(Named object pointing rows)
╔══
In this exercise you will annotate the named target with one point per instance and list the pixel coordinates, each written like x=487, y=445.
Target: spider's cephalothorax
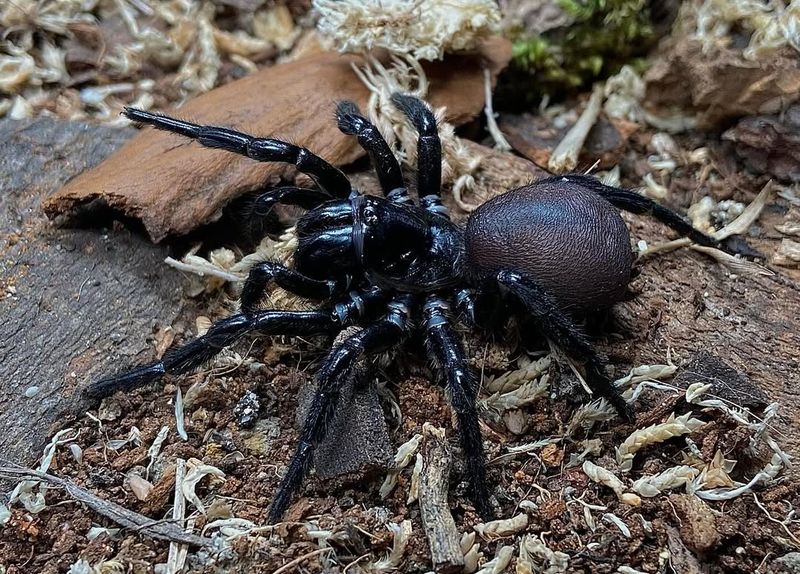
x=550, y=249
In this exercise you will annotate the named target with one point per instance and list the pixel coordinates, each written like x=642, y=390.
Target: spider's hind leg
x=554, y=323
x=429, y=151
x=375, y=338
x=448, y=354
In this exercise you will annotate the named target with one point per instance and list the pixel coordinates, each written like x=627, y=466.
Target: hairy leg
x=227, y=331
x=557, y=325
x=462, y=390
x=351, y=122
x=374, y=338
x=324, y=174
╚══
╔══
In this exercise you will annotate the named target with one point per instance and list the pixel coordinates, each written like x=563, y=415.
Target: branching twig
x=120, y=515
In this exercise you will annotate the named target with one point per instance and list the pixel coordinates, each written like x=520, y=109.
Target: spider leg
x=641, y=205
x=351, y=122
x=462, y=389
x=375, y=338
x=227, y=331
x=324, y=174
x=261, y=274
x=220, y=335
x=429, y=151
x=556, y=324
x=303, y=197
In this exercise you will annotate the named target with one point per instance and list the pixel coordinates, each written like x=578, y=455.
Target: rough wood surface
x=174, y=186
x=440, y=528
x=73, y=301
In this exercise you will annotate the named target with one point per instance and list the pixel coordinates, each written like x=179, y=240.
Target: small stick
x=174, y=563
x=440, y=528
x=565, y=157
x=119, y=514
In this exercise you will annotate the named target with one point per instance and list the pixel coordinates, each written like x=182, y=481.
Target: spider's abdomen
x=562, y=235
╚══
→ **Direction**: Starting with the line containing "like x=487, y=445." and going on through the line containing "x=448, y=354", arrange those rows as a two-column CSV headed instruction and coordinates, with one CSV line per row. Put each row's text and its answer in its own quoted field, replace line breaks with spaces, and leave out the pictures.

→ **Solution to this exercise**:
instruction,coordinates
"In this exercise you will annotate the named target with one point per instance and list the pixel coordinates, each written like x=487, y=445. Target: spider's cephalothorax","x=550, y=249"
"In this exercise you will annotate the named target with one point per instance and list the pixel coordinates, each written like x=642, y=390. Target: spider's hind leg","x=554, y=323 x=429, y=151 x=375, y=338 x=448, y=354"